TÂCHE BRÈVE 1:
Citez fidèlement le passage de l'entretien sur la viande bovine qui commence par "Elle est morose, très" et se termine par "place des vaches.".
TÂCHE BRÈVE 2:
D'après l'entretien sur la viande bovine, quelle part des jeunes bovins est consommée en France ?

TEXTE FOURNI:
#####
Viande bovine : " Le pire, c’est le mépris de nos interlocuteurs "
Les représentants des éleveurs ne trouvent plus leur place au comité régional d’Interbev. Ils le font savoir et remettent en cause leur participation. Interview de Daniel Courval, président de la section viande bovine de la FRSEA de Normandie.
Les représentants des éleveurs ne trouvent plus leur place au comité régional d’Interbev. Ils le font savoir et remettent en cause leur participation. Interview de Daniel Courval, président de la section viande bovine de la FRSEA de Normandie.
>> Quelle est l’ambiance dans la filière bovine en ce début d’année ?
Elle est morose, très morose. L’année avait tout pour être bonne sur un plan économique pour notre filière et il n’en a rien été. C’est même le contraire. Pourtant, avec la fermeture des restaurants d’entreprise et des cantines scolaires au profit de repas pris à domicile, la consommation de viande a augmenté et on pouvait s’attendre à ce que cela soit favorable sur les prix aux producteurs. Mais les lois du marché ne s’appliquent que dans un sens dans cette filière et les producteurs n’ont vu aucune amélioration, si ce n’est sur les vaches en races mixtes et laitières pour qui l’année était très mal partie et qui ont pu redresser la barre à la faveur du confinement, et sur certaines vaches allaitantes. Mais les jeunes bovins ont vu leurs prix baisser même si 45% d’entre eux sont consommés en France et ont pris la place des vaches.
>> On dit pourtant que le marché du steak haché s’est très bien porté, non ?
#####
Enregistrements tirés d'un jeu de données
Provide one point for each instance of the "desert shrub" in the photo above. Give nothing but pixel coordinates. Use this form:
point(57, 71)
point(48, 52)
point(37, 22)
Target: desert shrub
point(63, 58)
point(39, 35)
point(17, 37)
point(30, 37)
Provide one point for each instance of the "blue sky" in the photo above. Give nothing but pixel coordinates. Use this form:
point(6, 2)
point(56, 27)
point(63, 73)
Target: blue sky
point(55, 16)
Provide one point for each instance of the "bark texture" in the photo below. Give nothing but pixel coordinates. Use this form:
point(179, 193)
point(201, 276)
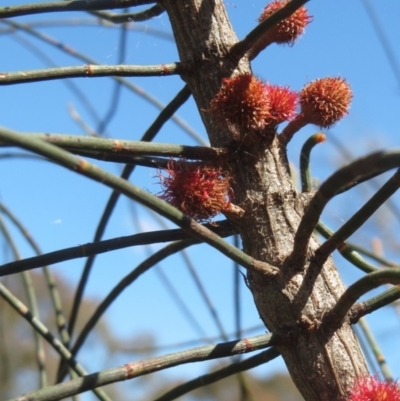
#####
RÉPONSE 1:
Elle est morose, très morose. L’année avait tout pour être bonne sur un plan économique pour notre filière et il n’en a rien été. C’est même le contraire. Pourtant, avec la fermeture des restaurants d’entreprise et des cantines scolaires au profit de repas pris à domicile, la consommation de viande a augmenté et on pouvait s’attendre à ce que cela soit favorable sur les prix aux producteurs. Mais les lois du marché ne s’appliquent que dans un sens dans cette filière et les producteurs n’ont vu aucune amélioration, si ce n’est sur les vaches en races mixtes et laitières pour qui l’année était très mal partie et qui ont pu redresser la barre à la faveur du confinement, et sur certaines vaches allaitantes. Mais les jeunes bovins ont vu leurs prix baisser même si 45% d’entre eux sont consommés en France et ont pris la place des vaches.

RÉPONSE 2:
45 % des jeunes bovins sont consommés en France.